** DOCUMENT EXCERPT **
···
SPRINGFIELD — Legislation aimed at capping the out-of-pocket costs of prescription insulin for those with state-regulated health care plans passed a House committee Tuesday with bipartisan support and a 13-2 favorable roll call.
Senate Bill 667 now awaits a vote from the full House of Representatives. If it passes, it will head to the desk of Democratic Gov. J.B. Pritzker, who has been a vocal supporter of the measure.
The bill would cap the price for a 30-day supply of insulin at $100 for people covered under certain kinds of insurance policies.
Chicago Democratic Rep. Will Guzzardi, the bill’s sponsor, said it would apply to those purchasing insurance on the marketplace, as well as public plans such as the state employee health program. He added it would apply to roughly 20 percent of Illinois’ population — about 260,000 of an estimated 1.3 million insulin users.
Guzzardi called the measure “an important first step, though of course not a solution,” to the rising costs of insulin in Illinois and in the U.S.
It would not limit how much drug companies can charge for insulin. Rather, it would force insurance companies that would be covered by the new law to pick up a larger share of the cost.
The bill also would not apply to plans offered by large employers that are governed by the federal Employee Retirement Income Security Act because, Guzzardi said, the state cannot preempt federal law.
After an amendment, the legislation directs executive agencies to investigate why insulin prices have been rising sharply in recent years. The attorney general’s office was tasked with that investigation under a previous version of the bill.
The measure faced questioning and two “no” votes from Republicans, who suggested price caps could create higher premiums for consumers.
“While I appreciate the fact that we need to continue to work to make necessary pharmaceuticals available to the people who need them, we really need to be respectful of the fact that we can only control it for a very small percentage of the population, we don’t have the ability to wave a magic wand and solve all the problems that exist,” Rep. Tom Demmer, R-Dixon, said. “And sometimes, and I know legislators don’t like to admit this, sometimes the decisions that we make have unintended consequences … and maybe cause problems for people that, today, don’t have them.”
···
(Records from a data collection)
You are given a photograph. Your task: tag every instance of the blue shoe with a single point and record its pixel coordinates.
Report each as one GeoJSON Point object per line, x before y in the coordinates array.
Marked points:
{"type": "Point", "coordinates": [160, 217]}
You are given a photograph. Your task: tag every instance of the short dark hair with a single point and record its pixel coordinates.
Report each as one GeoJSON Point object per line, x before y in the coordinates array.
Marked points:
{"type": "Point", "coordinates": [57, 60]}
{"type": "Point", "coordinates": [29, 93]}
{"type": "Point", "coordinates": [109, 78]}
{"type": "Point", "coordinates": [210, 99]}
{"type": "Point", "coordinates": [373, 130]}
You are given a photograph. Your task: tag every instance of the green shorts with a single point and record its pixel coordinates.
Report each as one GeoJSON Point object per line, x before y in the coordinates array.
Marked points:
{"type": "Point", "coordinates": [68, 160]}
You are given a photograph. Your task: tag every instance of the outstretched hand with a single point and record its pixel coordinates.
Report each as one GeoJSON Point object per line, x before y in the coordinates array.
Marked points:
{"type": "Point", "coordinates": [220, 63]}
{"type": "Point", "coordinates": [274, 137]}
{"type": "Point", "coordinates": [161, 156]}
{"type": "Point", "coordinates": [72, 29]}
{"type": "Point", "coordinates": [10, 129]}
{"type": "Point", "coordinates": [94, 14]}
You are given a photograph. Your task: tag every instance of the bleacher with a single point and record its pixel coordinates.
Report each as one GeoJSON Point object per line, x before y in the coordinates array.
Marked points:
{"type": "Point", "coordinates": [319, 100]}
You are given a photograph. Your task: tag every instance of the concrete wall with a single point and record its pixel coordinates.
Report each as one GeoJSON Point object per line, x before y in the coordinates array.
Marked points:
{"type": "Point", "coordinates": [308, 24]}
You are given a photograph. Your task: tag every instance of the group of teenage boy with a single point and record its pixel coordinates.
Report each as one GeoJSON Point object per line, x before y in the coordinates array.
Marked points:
···
** WORK ITEM A **
List every person named in the article on the Illinois insulin cost bill.
** WORK ITEM B **
Carry the article on the Illinois insulin cost bill forward from its last paragraph.

** EXERCISE RESULT A **
J.B. Pritzker
Will Guzzardi
Tom Demmer

** EXERCISE RESULT B **
DAYLIGHT SAVING TIME
A bill that would put Illinois permanently in Central Daylight Time passed the Senate with broad support Tuesday, but its sponsor said the bill couldn’t take effect without further action from the federal government.
Sen. Andy Manar, a Bunker Hill Democrat and sponsor of Senate Bill 533, said the bill “would require, of course, a change in federal law, or an exemption from Congress, neither of which exists today.”
The bill, which passed with 44 votes in favor, two against and two voting present, calls for setting clocks ahead one hour to daylight saving time on Sunday, March 8, 2020, then leaving the state on Central Daylight Time permanently.
Manar said the bill “is not being proposed so that we would be an island among ourselves in terms of how time is recognized.”
“But the only way it would change for Illinois by itself is what Arizona has done, and Congress has given them an exemption from federal law. This doesn’t seek that. This just says one of two things should happen: There should be a national change or, if Congress were to begin to give states exemptions, that obviously would be a different conversation here on this floor,” he said. “This doesn’t say that we should ignore federal law.”
Sen. Linda Holmes, an Aurora Democrat, said the bill would work better if it went to standard time year-round, instead of daylight time. She cited a study which said daylight time eliminates bright morning light which is crucial to “synchronizing your biological clock.”
“We really need the maximum amount of daylight to be functioning,” she said.